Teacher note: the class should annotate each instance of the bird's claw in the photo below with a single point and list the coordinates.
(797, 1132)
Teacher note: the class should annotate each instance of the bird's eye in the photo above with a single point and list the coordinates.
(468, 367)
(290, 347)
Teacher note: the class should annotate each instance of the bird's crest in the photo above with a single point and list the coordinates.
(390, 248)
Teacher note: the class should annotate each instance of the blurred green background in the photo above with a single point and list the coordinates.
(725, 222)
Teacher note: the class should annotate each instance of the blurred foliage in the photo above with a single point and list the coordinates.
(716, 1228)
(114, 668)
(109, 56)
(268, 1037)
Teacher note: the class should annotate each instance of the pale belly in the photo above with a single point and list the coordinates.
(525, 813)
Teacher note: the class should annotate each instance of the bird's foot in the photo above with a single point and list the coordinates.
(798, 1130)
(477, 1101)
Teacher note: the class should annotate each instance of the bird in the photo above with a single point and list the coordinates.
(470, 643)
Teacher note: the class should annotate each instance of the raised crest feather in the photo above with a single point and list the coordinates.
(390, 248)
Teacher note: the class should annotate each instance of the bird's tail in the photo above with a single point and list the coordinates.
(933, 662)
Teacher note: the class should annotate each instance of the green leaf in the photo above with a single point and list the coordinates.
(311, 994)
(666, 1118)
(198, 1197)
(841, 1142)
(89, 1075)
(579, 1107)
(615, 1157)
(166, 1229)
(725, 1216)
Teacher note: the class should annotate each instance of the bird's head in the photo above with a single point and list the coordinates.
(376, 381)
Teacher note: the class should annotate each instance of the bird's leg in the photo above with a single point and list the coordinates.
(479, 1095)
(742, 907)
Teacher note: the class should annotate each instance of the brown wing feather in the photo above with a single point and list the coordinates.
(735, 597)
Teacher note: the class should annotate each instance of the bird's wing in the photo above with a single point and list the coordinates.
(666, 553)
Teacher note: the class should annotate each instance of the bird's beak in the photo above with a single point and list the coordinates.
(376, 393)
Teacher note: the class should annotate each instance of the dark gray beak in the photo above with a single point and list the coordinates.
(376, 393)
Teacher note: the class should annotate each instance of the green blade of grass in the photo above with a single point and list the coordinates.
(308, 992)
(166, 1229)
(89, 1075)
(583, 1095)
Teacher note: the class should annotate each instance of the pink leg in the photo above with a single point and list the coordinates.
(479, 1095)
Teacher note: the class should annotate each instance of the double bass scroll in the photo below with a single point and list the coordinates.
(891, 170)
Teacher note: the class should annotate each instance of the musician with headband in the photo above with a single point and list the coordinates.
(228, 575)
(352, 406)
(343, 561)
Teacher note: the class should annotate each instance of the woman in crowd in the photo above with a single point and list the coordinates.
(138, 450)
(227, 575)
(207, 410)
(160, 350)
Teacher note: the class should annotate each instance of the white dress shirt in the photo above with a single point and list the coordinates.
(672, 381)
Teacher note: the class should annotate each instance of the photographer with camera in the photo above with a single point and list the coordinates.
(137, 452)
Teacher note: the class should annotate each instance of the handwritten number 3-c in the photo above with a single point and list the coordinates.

· · · · ·

Return all of the lines above word for word, keeping their original order.

Teacher note: the class should annotate each instance of the bird's claw in the photo below with a single point and list the coordinates.
(797, 1132)
Teacher note: the class should annotate each instance of the bird's eye in the photo above with a single point and list the coordinates.
(468, 367)
(290, 347)
Teacher note: the class should annotate each instance of the bird's crest in the photo above with a single point and list the coordinates.
(390, 248)
Teacher note: the class should annotate each instance of the blurred green background in the photo above with a single point and list the coordinates.
(725, 222)
Teacher note: the class should annotate each instance of the blurred foliage in the photo above with a single point and list the coordinates.
(716, 1228)
(114, 668)
(109, 56)
(268, 1037)
Teacher note: the class should annotate each instance of the pale belly in the photo above with a single point and list the coordinates.
(525, 813)
Teacher note: the class should annotate each instance of the bird's foot in the photo above with a single point and list the coordinates.
(798, 1130)
(477, 1101)
Teacher note: the class should annotate each instance of the bird in the photo above with a single point and list the coordinates.
(470, 643)
Teacher note: the class should annotate each instance of the raised crest feather in the photo above with a single point and list the coordinates.
(390, 248)
Teacher note: the class should annotate each instance of the bird's tail in the photo above with a single point and list the coordinates.
(933, 662)
Teacher note: the class should annotate each instance of the green leaf in the photo above with a single point and list the coordinates.
(311, 994)
(666, 1118)
(198, 1197)
(841, 1142)
(89, 1075)
(579, 1107)
(615, 1157)
(166, 1229)
(725, 1216)
Teacher note: the class should annotate each instance of the bird's head in the photo above with a single point and list the coordinates.
(376, 381)
Teacher note: the class should annotate each instance of the bird's leg in the photo above with a single point and list the coordinates.
(479, 1095)
(742, 907)
Teacher note: the class should annotate each instance of the brown wing feather in the photo above with a single point and list the coordinates.
(735, 597)
Teacher note: the class should annotate each instance of the bird's wing in the photo above with a single point and list the coordinates.
(666, 553)
Teacher note: the class should annotate each instance of the bird's beak in the photo above with a single point and list the coordinates.
(376, 393)
Teacher note: the class should annotate each instance of the dark gray beak in the photo above with a single point and list the coordinates.
(376, 393)
Teacher note: the class should annotate each instance of the green blade of grass in the photo above with a single point and list the coordinates.
(308, 992)
(166, 1229)
(89, 1075)
(583, 1095)
Teacher note: the class should annotate each instance of the pink leg in the photo above with a single point and list the coordinates.
(479, 1095)
Teacher note: the class should annotate each instance of the double bass scroll in the photo below with a single point and list the coordinates.
(891, 170)
Teacher note: the class should annotate each instance of the musician with headband in the photo above with a single point and list the coordinates.
(228, 575)
(352, 406)
(343, 561)
Teacher note: the class should annotate each instance of the woman in crowd in the photo above with a single point and list the coordinates.
(138, 450)
(227, 575)
(207, 410)
(160, 350)
Teacher note: the class should annotate each instance of the white dress shirt in the photo above with a single point and list the coordinates.
(672, 381)
Teacher note: the class should annotate each instance of the photographer with camera in the photo above with a single point and list the coordinates.
(137, 452)
Teacher note: the class should annotate each instance of the handwritten number 3-c in the photo above with a single point and list the coordinates.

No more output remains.